● What you need to do
Reproduce every line of the listing from its start through the line containing "1047,102,1220,287", inclusive, adding 77 to each bounding-box coordinate and leaving all other text unchanged.

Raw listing

^^^^^^^^

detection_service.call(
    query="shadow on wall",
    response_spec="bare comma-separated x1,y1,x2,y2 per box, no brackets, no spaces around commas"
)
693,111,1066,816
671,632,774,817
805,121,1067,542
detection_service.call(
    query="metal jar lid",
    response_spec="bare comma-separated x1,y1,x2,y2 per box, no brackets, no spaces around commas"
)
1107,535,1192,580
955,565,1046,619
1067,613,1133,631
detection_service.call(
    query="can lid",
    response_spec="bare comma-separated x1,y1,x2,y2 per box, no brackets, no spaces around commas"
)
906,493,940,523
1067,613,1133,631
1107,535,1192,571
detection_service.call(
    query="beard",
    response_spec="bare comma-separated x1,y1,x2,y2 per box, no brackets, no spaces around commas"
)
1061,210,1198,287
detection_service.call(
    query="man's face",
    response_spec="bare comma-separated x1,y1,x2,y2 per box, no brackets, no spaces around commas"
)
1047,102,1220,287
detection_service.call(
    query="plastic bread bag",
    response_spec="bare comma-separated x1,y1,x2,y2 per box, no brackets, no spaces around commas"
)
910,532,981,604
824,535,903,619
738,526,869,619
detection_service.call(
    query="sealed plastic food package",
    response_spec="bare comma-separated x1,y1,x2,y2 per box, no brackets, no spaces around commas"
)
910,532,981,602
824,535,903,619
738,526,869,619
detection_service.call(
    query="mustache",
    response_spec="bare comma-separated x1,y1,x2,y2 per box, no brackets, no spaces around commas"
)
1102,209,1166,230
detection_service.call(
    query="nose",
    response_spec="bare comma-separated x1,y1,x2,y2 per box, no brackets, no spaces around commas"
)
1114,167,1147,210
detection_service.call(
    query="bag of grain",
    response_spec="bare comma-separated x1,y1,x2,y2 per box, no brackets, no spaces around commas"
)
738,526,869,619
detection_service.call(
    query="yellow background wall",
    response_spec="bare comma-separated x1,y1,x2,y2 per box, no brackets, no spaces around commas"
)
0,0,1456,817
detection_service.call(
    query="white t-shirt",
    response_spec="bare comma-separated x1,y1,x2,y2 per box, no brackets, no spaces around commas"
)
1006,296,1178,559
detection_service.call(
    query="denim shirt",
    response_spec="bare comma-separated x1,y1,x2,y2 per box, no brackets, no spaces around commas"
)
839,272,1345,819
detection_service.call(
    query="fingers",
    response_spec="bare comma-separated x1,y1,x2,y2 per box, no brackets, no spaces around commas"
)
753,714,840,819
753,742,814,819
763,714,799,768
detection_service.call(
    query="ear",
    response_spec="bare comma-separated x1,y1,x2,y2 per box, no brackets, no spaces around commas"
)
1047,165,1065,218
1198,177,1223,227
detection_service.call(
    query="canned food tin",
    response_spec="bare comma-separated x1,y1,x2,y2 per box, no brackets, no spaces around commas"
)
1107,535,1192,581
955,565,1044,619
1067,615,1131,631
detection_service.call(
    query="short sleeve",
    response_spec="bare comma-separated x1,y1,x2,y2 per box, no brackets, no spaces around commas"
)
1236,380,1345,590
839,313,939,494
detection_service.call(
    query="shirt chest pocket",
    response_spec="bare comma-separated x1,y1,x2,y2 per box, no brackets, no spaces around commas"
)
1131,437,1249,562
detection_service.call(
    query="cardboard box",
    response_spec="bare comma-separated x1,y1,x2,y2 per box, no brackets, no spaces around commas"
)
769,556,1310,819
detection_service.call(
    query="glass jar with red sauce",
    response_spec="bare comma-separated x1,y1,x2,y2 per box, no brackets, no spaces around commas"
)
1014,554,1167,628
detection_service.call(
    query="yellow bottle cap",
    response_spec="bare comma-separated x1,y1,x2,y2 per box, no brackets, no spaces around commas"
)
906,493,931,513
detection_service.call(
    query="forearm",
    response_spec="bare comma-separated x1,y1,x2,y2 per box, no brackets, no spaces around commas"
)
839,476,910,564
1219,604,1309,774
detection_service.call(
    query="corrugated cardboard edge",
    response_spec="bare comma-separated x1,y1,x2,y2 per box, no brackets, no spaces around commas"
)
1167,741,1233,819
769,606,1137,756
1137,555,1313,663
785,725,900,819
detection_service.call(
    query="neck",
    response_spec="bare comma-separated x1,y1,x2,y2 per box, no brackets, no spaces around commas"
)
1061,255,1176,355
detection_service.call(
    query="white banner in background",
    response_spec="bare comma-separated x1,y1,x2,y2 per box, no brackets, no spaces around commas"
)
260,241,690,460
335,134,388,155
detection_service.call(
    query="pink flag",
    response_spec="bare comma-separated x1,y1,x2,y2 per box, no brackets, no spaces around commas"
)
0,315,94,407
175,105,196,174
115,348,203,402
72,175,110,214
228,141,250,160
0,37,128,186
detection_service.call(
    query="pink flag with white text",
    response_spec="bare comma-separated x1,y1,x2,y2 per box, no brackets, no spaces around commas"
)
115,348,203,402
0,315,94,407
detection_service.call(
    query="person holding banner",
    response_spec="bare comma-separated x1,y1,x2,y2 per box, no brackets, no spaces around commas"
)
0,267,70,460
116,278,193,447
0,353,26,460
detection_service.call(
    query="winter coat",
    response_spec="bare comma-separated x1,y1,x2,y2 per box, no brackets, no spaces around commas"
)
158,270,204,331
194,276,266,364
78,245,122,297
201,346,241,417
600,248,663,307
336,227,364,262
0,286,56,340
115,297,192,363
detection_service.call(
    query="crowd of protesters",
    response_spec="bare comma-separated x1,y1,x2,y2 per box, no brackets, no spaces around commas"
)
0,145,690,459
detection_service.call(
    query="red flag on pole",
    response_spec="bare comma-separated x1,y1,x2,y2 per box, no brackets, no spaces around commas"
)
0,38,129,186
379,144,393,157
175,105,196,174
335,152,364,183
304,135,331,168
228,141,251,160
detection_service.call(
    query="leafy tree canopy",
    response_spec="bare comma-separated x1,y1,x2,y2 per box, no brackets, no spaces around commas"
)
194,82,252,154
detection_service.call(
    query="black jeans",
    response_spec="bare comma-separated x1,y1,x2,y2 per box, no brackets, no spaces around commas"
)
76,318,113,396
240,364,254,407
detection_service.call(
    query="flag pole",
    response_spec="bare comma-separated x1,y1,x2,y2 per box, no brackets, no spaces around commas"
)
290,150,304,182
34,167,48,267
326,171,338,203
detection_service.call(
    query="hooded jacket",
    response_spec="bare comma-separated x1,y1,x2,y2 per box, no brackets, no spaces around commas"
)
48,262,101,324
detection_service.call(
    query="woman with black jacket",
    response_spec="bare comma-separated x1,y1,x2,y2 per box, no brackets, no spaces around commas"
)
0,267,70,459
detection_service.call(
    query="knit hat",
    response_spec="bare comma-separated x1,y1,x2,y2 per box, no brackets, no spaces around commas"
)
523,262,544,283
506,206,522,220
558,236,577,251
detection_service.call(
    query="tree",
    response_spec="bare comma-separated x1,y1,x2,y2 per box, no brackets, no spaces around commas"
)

^^^^^^^^

● Correct answer
detection_service.call(
    query="shadow on wall",
    response_spec="bare comma-separated x1,y1,x2,y2 per box, no brackets, no spaces around commas"
)
770,188,1143,893
748,709,851,894
882,198,1144,619
detection_service.call(
    query="metal jar lid",
    response_spec="bare comma-separated x1,y1,x2,y2 per box, no brackets, no spaces around commas"
)
1184,612,1269,657
1032,642,1123,696
1144,690,1210,708
detection_service.call(
    query="can lid",
    response_spec="bare comma-separated x1,y1,x2,y2 per box, no brackets, no spaces around commas"
)
983,570,1017,600
1144,690,1210,708
1184,612,1269,648
detection_service.call(
    query="beard",
    response_spec="bare comma-separated x1,y1,x2,y2 per box, no brackets, no spaces around commas"
)
1138,287,1275,364
detection_service.call(
    query="man's face",
    response_spec="bare comma-separated x1,y1,x2,y2 per box, no brackets, no spaces around commas"
)
1124,179,1297,364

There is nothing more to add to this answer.